The fight for Wisconsin's workers has given American labor a wonderful opportunity to remind the country what it owes to unionized American labor, the weekend, the 40 hour week, and paid vacation are just some of the things most Americans enjoy due to the hard work of unions in America. But there is one element of labor's legacy that is often left out and I would like to highlight because it literally saved the lives of my mother and me and allowed my late brother to age into adulthood: employer-provided group health insurance plans.
I suspect the silence on this is due, in part, to the talking point about public workers and their "Cadillac health insurance plans" and the fact that most workers in this country don't have those plans because most workers are not unionized today. That set of circumstances creates a natural division that might be wise to avoid. Let me tell you about how people who have those plans and need them actually live.

▶ Dataset content:
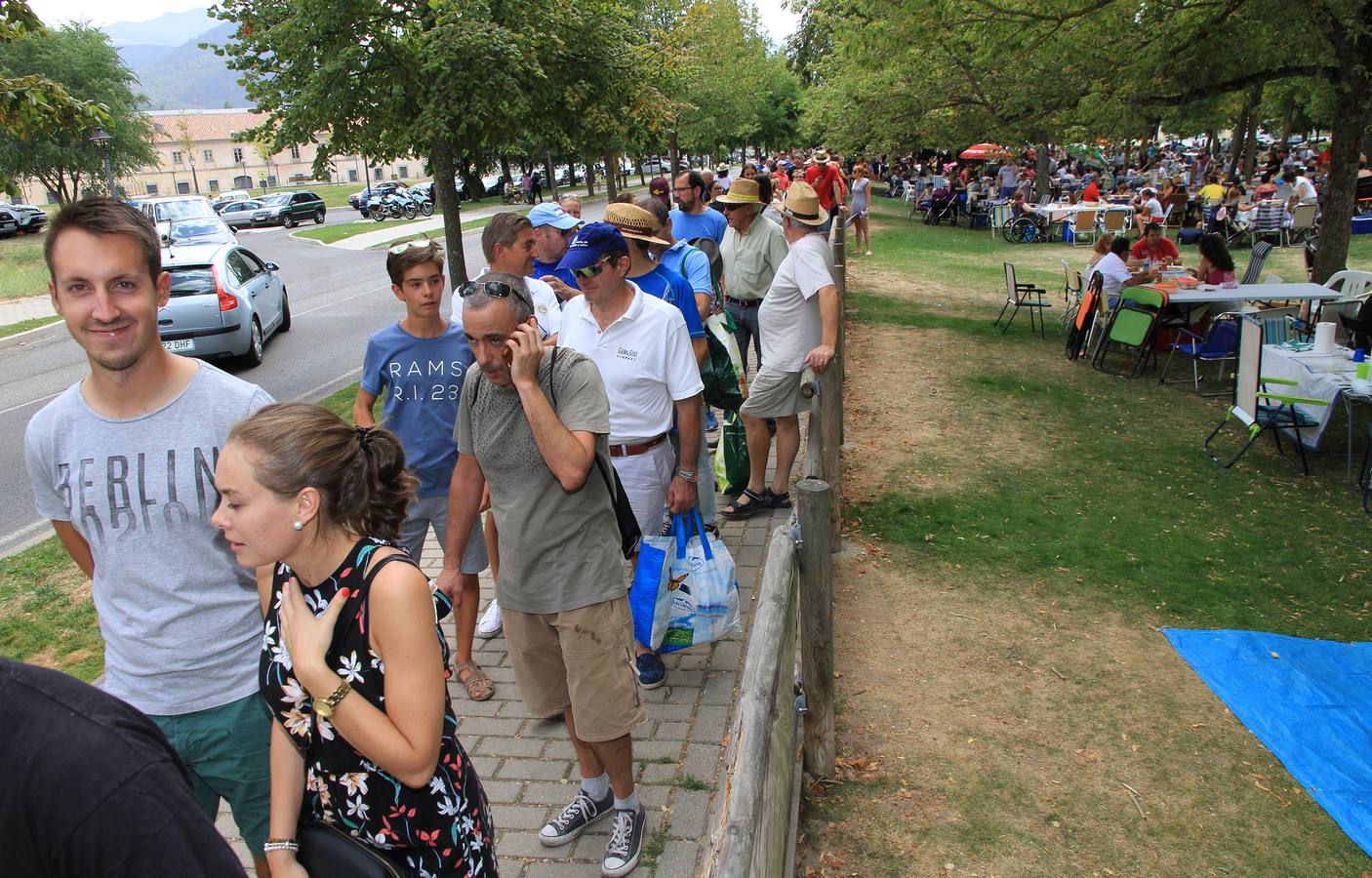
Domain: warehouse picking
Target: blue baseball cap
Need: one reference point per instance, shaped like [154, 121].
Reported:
[553, 216]
[590, 245]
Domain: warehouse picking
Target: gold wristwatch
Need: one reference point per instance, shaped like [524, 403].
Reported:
[324, 709]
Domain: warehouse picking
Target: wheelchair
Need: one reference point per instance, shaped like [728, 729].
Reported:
[1033, 228]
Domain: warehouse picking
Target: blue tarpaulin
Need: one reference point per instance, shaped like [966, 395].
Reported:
[1308, 701]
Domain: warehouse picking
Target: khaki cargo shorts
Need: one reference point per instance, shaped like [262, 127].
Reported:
[582, 658]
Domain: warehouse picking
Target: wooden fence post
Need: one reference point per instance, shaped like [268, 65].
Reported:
[817, 624]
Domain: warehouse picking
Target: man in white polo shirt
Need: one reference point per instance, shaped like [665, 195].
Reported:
[798, 321]
[644, 354]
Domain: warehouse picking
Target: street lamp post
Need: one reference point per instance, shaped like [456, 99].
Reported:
[103, 140]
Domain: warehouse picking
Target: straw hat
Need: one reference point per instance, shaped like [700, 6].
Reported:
[632, 221]
[801, 205]
[741, 191]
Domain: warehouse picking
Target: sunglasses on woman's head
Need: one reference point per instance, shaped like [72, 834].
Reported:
[591, 270]
[493, 289]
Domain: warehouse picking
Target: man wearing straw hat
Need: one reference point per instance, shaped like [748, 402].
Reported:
[753, 249]
[798, 324]
[644, 353]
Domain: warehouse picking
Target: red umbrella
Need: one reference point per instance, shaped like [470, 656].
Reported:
[984, 151]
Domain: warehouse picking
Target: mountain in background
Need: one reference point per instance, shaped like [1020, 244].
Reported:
[173, 70]
[171, 29]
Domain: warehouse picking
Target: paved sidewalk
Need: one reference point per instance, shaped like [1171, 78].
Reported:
[529, 767]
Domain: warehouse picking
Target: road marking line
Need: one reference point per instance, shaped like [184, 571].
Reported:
[341, 300]
[32, 402]
[318, 391]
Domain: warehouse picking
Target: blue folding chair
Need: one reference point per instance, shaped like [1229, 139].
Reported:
[1219, 344]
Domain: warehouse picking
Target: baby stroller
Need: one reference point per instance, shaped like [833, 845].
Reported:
[943, 205]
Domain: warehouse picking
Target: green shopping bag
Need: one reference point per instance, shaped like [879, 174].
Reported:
[732, 456]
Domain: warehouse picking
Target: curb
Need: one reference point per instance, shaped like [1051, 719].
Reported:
[23, 338]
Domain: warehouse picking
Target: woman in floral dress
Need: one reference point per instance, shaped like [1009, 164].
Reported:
[353, 664]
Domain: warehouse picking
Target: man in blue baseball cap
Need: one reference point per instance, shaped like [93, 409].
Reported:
[551, 229]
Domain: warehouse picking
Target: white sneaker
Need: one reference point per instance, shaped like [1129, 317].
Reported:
[490, 624]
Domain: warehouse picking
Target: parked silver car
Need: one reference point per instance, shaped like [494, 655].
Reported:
[225, 302]
[239, 215]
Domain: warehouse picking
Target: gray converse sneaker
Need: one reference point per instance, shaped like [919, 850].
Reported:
[577, 817]
[625, 843]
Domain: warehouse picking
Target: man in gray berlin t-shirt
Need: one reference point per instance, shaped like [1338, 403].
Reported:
[122, 462]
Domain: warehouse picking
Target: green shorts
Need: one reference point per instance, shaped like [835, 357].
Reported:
[225, 750]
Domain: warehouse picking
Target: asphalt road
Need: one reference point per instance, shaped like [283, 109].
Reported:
[338, 299]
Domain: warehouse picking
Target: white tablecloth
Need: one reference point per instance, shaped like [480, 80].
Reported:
[1317, 377]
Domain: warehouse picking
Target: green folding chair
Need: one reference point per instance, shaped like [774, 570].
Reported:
[1257, 408]
[1129, 333]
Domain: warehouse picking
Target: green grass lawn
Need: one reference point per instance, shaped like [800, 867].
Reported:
[22, 270]
[1018, 529]
[1127, 503]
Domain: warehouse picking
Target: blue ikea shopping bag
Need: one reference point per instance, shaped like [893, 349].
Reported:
[683, 588]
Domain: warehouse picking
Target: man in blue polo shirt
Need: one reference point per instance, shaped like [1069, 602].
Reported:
[551, 228]
[692, 217]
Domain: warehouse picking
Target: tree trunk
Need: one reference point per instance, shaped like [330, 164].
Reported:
[1250, 140]
[1240, 134]
[611, 175]
[1040, 184]
[1352, 118]
[445, 186]
[551, 175]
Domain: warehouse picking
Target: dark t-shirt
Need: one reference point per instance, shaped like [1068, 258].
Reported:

▶ Instructions:
1. Transcribe the essay on Wisconsin's workers and union health insurance from "I suspect the" up to and including "them actually live.", keeping every word and punctuation mark unchanged.
2. Write the next part of the essay on Wisconsin's workers and union health insurance, picking up right after its final sentence.

▶ Numbered responses:
1.
I suspect the silence on this is due, in part, to the talking point about public workers and their "Cadillac health insurance plans" and the fact that most workers in this country don't have those plans because most workers are not unionized today. That set of circumstances creates a natural division that might be wise to avoid. Let me tell you about how people who have those plans and need them actually live.

2.
My mother and father were both United States Postal Service Employees and members of the American Postal Workers Union. That union and the greater labor organization of which it was a part fought for and won a group plan for its members, the Blue Cross and Blue Shield Federal Employee Plan, i.e. the health insurance coverage that every public worker--from the President to your mail carrier--receives for his or her hard work.
My mother happened to be a lifelong cancer survivor and sufferer of advanced rheumatoid arthritis. She couldn't lift the milk carton to fill our cereal bowls for breakfast. Most days, she would be in so much pain that she would be doubled up on my parents’ bed vomiting. However, I was born with cancerous genetic disorder and my little brother was born with a combined auto-immune deficiency disorder, which both required constant care by world renown specialists and trips to San Francisco to see them. So, she and my father went to work every single day of our childhood, to a job that required hard physical labor, to ensure we had the coverage our care required and a roof over our heads.
That coverage provided our family with the means to get me the care of one of the best pediatric neurosurgeons in the world and access to primitive forms of chemotherapy in the mid-1980s when I developed a brain tumor. It paid for my mother's steroids, painkillers, and cancer treatments. It also paid for bi-weekly hospitalizations and IV infusions that kept my dear, kind, and sweet brother alive for 18 years. That sounds like a pretty sweet deal with few downsides doesn't it? Maybe, if we sacrificed a little bit more, we wouldn't have needed that kind of plan. Let me tell you how we lived.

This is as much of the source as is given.